Set task - Put every line of the records below into a JSON list of strings, one string per line, and leave out blank lines.

-- START --

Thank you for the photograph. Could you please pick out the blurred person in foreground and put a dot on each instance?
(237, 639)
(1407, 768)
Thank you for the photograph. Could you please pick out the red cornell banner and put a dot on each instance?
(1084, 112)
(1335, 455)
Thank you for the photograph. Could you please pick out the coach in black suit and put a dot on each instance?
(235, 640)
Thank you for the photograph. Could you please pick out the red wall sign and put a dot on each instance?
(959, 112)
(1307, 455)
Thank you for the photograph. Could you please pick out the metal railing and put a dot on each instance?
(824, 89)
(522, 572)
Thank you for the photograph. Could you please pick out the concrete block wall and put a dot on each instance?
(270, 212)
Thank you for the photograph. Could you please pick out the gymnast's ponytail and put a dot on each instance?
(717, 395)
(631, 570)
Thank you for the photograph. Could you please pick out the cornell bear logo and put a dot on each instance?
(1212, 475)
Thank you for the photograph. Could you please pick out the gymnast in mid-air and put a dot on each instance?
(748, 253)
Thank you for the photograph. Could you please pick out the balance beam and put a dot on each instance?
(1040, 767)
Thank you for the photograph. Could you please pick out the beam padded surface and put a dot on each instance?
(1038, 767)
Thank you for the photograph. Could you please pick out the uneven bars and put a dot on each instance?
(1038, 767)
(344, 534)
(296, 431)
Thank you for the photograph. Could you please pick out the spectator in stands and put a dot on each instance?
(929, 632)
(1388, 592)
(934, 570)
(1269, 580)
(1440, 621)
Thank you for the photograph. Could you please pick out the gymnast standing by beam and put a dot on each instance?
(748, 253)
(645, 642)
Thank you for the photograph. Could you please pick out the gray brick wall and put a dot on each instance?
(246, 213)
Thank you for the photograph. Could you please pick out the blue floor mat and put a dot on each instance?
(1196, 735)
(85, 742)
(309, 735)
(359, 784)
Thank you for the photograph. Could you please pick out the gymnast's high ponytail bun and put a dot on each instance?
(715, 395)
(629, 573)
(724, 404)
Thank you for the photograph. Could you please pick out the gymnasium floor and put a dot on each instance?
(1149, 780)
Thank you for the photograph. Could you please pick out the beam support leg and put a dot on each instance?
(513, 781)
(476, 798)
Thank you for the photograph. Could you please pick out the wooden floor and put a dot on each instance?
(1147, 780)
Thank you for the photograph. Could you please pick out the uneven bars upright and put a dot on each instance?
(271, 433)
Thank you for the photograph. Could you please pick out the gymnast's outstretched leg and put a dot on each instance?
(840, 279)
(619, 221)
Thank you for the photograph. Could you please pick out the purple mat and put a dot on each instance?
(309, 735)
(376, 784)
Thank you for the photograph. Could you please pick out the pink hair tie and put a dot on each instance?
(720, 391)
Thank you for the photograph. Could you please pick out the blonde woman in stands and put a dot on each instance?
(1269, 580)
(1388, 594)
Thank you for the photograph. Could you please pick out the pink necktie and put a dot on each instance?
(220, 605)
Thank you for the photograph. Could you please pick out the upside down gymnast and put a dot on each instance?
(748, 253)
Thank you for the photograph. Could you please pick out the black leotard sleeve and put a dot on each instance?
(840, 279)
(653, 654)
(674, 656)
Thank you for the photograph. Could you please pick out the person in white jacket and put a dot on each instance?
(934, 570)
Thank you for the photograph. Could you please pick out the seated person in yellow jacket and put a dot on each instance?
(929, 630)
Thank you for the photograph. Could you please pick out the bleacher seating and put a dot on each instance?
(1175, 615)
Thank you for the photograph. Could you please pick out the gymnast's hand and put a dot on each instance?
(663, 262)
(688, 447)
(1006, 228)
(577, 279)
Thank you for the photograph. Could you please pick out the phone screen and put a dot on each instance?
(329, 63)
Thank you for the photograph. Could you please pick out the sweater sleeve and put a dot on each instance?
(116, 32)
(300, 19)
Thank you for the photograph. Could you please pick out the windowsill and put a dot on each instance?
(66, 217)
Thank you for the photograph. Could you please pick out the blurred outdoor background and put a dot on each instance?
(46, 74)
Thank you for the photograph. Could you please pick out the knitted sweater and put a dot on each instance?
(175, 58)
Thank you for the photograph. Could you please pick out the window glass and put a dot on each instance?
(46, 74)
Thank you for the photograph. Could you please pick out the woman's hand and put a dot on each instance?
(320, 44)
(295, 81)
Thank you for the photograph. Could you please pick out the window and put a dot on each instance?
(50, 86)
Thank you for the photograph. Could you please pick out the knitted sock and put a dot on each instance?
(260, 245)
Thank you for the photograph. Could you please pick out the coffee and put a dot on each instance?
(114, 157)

-- END --

Solution for this exercise -
[
  "Thank you for the photograph. Could you please pick out the blurred person in foreground and put a dot on each instance?",
  "(237, 639)",
  "(1407, 768)",
  "Thank you for the photograph. Could you please pick out the red cornell banner and put a dot on each instance?",
  "(1084, 112)",
  "(1335, 455)",
  "Thank you for the photograph. Could you please pick out the coach in black suit and put a dot on each instance?",
  "(235, 640)",
  "Thank you for the photograph. Could you please pick out the red wall sign and put a dot on each instance?",
  "(959, 112)",
  "(1307, 455)",
  "Thank you for the photograph. Could you please pick out the metal railing and put a dot on each instance?",
  "(824, 89)",
  "(522, 572)",
  "Thank you for the photograph. Could you please pick out the concrete block wall and put a dot on each instance?",
  "(270, 212)",
  "Thank you for the photograph. Could you please pick out the gymnast's ponytail and put a dot on each instance?",
  "(717, 395)",
  "(631, 570)",
  "Thank you for the photograph. Could you please pick out the cornell bear logo and put a dot on each instance?",
  "(1212, 475)",
  "Thank you for the photograph. Could you please pick out the gymnast in mid-air and put a dot on each instance?",
  "(748, 253)",
  "Thank you for the photograph. Could you please pick out the balance beam and put a dot on each instance?",
  "(1040, 767)",
  "Thank you for the photograph. Could you please pick out the beam padded surface and put a dot on each instance?",
  "(1038, 767)",
  "Thank you for the photograph. Could you please pick out the uneven bars and put a dot on each instance?",
  "(1038, 767)",
  "(344, 534)",
  "(296, 431)",
  "Thank you for the photograph. Could you please pick out the spectator in stands and put a dot on each instance?",
  "(929, 632)",
  "(1388, 592)",
  "(934, 570)",
  "(1269, 580)",
  "(1440, 621)",
  "Thank you for the photograph. Could you please pick out the gymnast standing by beam and put a dot on each instance?",
  "(748, 253)",
  "(645, 642)",
  "Thank you for the photograph. Could you please pick out the gray brick wall and put a dot on each instance?",
  "(246, 213)",
  "Thank you for the photograph. Could you please pick out the blue floor mat and put a dot on each instance?",
  "(1196, 735)",
  "(85, 742)",
  "(309, 735)",
  "(359, 784)",
  "Thank you for the photograph. Could you please pick out the gymnast's high ponytail bun and put a dot on each instance?",
  "(715, 395)",
  "(629, 573)",
  "(724, 404)",
  "Thank you for the photograph. Could you please pick out the gymnasium floor and put a dot on each instance?",
  "(1149, 780)",
  "Thank you for the photograph. Could you please pick out the beam support leg and put a dot on each instance?",
  "(513, 781)",
  "(476, 798)",
  "Thank you for the photograph. Could you please pick out the wooden floor and put a dot on each instance?",
  "(1147, 780)",
  "Thank you for the photograph. Could you please pick out the uneven bars upright and put a dot on each instance?",
  "(271, 433)",
  "Thank you for the photograph. Could you please pick out the gymnast's outstretched leg and put a dot on each instance?",
  "(840, 279)",
  "(619, 221)",
  "Thank you for the photograph. Could you please pick out the purple mat and put a dot on each instance?",
  "(309, 735)",
  "(376, 784)",
  "Thank you for the photograph. Could you please pick out the pink hair tie and put a dot on each instance?",
  "(720, 391)",
  "Thank you for the photograph. Could you please pick out the blonde woman in stands and put a dot on each instance?",
  "(1269, 580)",
  "(1388, 594)",
  "Thank you for the photograph. Could you please pick out the pink necktie and put a dot on each instance?",
  "(220, 605)",
  "Thank you for the photograph. Could you please pick out the upside down gymnast and put a dot on each instance?",
  "(748, 253)",
  "Thank you for the photograph. Could you please pick out the black leotard sleeve and put a dot on each instance?",
  "(840, 279)",
  "(653, 654)",
  "(674, 656)",
  "Thank you for the photograph. Could you please pick out the person in white jacket and put a dot on each instance?",
  "(934, 570)",
  "Thank you for the photograph. Could you please pick out the seated person in yellow jacket and put a dot on each instance?",
  "(929, 630)",
  "Thank you for the photograph. Could you please pick out the bleacher seating and put a dot on each instance?",
  "(1175, 615)",
  "Thank you for the photograph. Could you please pick out the gymnast's hand and put a dot on each instance?",
  "(663, 262)",
  "(688, 447)",
  "(1006, 228)",
  "(577, 279)",
  "Thank you for the photograph. Could you please pick out the phone screen and put a dot on each instance?",
  "(329, 63)",
  "Thank you for the photograph. Could you please pick out the sweater sleeve and put a dot on each instance?",
  "(116, 32)",
  "(300, 19)",
  "Thank you for the photograph. Could you please pick out the windowsill and put a dot on each instance?",
  "(66, 217)",
  "Thank you for the photograph. Could you please pick out the blurred outdoor background and put a dot on each instance?",
  "(46, 74)",
  "Thank you for the photograph. Could you please pick out the knitted sweater and put a dot on each instance?",
  "(175, 58)",
  "Thank you for the photograph. Could you please pick out the window glass and put a dot on each instance?",
  "(46, 74)",
  "Thank you for the photograph. Could you please pick out the woman's hand and put a dot on each instance?",
  "(320, 44)",
  "(295, 81)",
  "Thank you for the photograph. Could you please pick out the window and put a dot on each instance?",
  "(50, 86)",
  "Thank you for the photograph. Could you please pick out the knitted sock and put a dot on each instance?",
  "(260, 245)",
  "Thank you for the photograph. Could you please pick out the coffee and put a dot on each instance?",
  "(114, 157)"
]